6 STYCZNIA

NIEDZIELA, Uroczystość Objawienia Pańskiego

EWANGELIA - Mt 2, 1-12 (Pokłon mędrców ze wschodu)

Gdy Jezus narodził się w Betlejem w Judei za panowania króla Heroda, oto Mędrcy ze Wschodu przybyli do Jerozolimy i pytali: «Gdzie jest nowo narodzony król żydowski? Ujrzeliśmy bowiem Jego gwiazdę na Wschodzie i przybyliśmy oddać mu pokłon».
Skoro usłyszał to król Herod, przeraził się, a z nim cała Jerozolima. Zebrał więc wszystkich arcykapłanów i uczonych ludu i wypytywał ich, gdzie ma się narodzić Mesjasz.
Ci mu odpowiedzieli: «W Betlejem judzkim, bo tak napisał prorok:
A ty, Betlejem, ziemio Judy,
nie jesteś zgoła najlichsze spośród głównych miast Judy,
albowiem z ciebie wyjdzie władca,
który będzie pasterzem ludu mego, Izraela».

■ **Sekcja danych**
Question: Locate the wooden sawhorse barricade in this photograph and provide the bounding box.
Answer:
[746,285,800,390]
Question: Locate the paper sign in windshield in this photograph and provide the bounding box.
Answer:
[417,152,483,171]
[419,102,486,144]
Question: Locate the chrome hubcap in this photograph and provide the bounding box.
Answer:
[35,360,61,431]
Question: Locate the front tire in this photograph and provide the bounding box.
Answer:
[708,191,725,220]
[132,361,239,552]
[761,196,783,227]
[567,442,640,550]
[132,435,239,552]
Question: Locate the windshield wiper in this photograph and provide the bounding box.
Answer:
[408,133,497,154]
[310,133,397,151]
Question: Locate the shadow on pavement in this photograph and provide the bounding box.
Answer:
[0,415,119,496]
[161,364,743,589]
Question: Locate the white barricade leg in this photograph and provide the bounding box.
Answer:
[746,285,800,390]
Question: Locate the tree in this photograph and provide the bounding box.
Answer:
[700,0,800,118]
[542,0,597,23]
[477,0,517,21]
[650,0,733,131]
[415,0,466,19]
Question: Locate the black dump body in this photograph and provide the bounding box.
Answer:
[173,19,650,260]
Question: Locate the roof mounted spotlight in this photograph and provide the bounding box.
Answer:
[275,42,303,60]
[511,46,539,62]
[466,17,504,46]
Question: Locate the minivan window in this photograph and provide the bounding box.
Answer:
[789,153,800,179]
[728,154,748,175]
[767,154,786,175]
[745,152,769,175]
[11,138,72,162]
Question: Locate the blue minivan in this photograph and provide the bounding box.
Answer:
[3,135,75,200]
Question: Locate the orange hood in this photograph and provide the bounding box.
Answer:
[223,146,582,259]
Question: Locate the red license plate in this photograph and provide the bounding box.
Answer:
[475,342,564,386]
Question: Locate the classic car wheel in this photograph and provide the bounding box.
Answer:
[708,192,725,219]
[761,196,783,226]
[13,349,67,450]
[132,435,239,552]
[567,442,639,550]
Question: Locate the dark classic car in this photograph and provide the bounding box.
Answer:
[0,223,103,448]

■ **Zadanie**
Proszę podać, gdzie według arcykapłanów i uczonych ludu we fragmencie Ewangelii ma się narodzić Mesjasz. Rekordy nie będą tu potrzebne.

■ **Odpowiedź**
W Betlejem judzkim.